Consigne a
D'après l'extrait consacré à la délinquance juvénile en Belgique, de combien le nombre de cas signalés a-t-il diminué, et sur quelle période ?

Extrait cité
------------------------------------------------------------------------

Que disent les chiffres ? Isabelle Ravier, criminologue de l’Institut National de la Criminalité et la Criminologie, a étudié les bases de données des parquets où la police signale les affaires concernant les mineurs dits « délinquants ». Le constat général est très clair. En Belgique, les faits de violence juvénile sont à la baisse et l’âge des mineurs signalés ne diminue pas ! De quoi bousculer largement les idées reçues et véhiculées.[19]


Dans la figure ci-dessous, l’on voit qu’il y a une diminution du nombre de cas signalés d’environ 20 % en 7 ans.[20]

Le constat est le même dans d’autres pays européens[21].

Les grandes catégories de FQI (Faits Qualifiés Infraction )  concernant les mineurs restent assez stables dans le temps :

·         vols simples (20 %)

·         vols graves (vols avec violence et vols aggravés) (15-16 %)

·         coups et blessures volontaires (15-17 %)

·         destructions, dégradations et incendies (10-12 %)

·         atteintes à l’ordre public (10 %)

·         affaires relatives aux stupéfiants (7-9 %)

·         atteintes à la moralité publique (2 %)

·         homicides et tentatives d’homicides (0,1 %)[22]

Une société hypersensible à la violence ?

Si les faits de violences chez les jeunes diminuent, comment expliquer cette conviction inverse répandue dans les médias comme dans la société selon laquelle les jeunes deviennent de plus en plus violents ?

Des chercheurs en sociologie se sont intéressés à la question[23]. Ils présentent une théorie assez plausible : en réalité, notre société ne supporte plus la violence ! Son seuil de tolérance par rapport aux actes violents est devenu très bas voire proche de zéro.

Ce qui était regardé jadis comme normal ou tolérable devient anormal et intolérable. Ceci concerne l’ensemble des violences sexuelles, les violences conjugales, les maltraitances à enfants, les bagarres entre collégiens, les agressions physiques ou verbales à caractère raciste ou homophobe, les pratiques violentes de bizutages… 

Laurent Mucchielli, 2013 [24]

Qu’est-ce qui a provoqué ce changement de sensibilité ?

La pacification des mœurs

D’après une thèse encore largement soutenue en sciences humaines, nos sociétés contemporaines seraient le fruit d’un long processus de civilisation et auraient permis peu à peu une pacification des mœurs.[25] Mais devant les atrocités commises pendant la seconde  guerre mondiale (indépendamment des violences de guerre) puis durant la colonisation par exemple, on peut émettre des doutes et se poser cette question : est-on moins violent en Occident aujourd’hui parce qu’on est intimement convaincu du respect dû à autrui ou parce que toute forme de violence est de plus en plus interdite et punissable par la loi ?

------------------------------------------------------------------------

Entrées fournies
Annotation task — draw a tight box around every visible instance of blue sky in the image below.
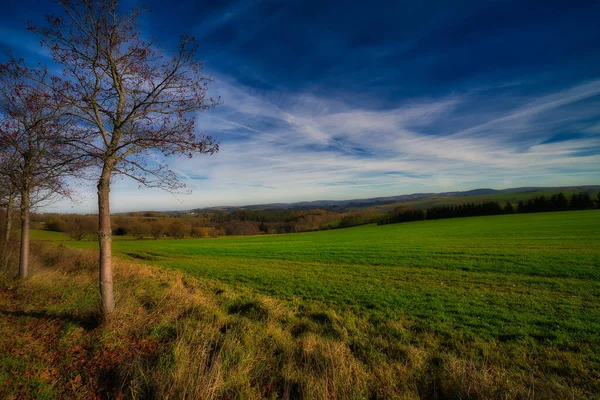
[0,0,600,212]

------------------------------------------------------------------------

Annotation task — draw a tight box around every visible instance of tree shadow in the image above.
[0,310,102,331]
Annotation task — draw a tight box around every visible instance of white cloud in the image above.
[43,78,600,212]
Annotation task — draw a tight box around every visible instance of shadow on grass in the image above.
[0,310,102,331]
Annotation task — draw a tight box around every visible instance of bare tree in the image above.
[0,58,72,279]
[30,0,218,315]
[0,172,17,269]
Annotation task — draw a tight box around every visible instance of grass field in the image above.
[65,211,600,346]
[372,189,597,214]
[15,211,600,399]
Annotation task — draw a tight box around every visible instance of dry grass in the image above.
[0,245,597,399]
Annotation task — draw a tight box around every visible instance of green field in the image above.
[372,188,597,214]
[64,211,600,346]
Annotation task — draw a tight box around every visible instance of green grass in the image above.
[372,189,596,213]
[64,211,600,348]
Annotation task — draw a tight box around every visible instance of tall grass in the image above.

------------------------------------------------------------------------

Consigne b
Extrayez des entrées, sans rien modifier, les lignes situées entre celle qui contient « green field in the image above. » et celle qui contient « [64,211,600,348] », ces deux lignes comprises.

Réponse a
Il a diminué d'environ 20 % en 7 ans.

Réponse b
Annotation task — draw a tight box around every visible instance of green field in the image above.
[372,188,597,214]
[64,211,600,346]
Annotation task — draw a tight box around every visible instance of green grass in the image above.
[372,189,596,213]
[64,211,600,348]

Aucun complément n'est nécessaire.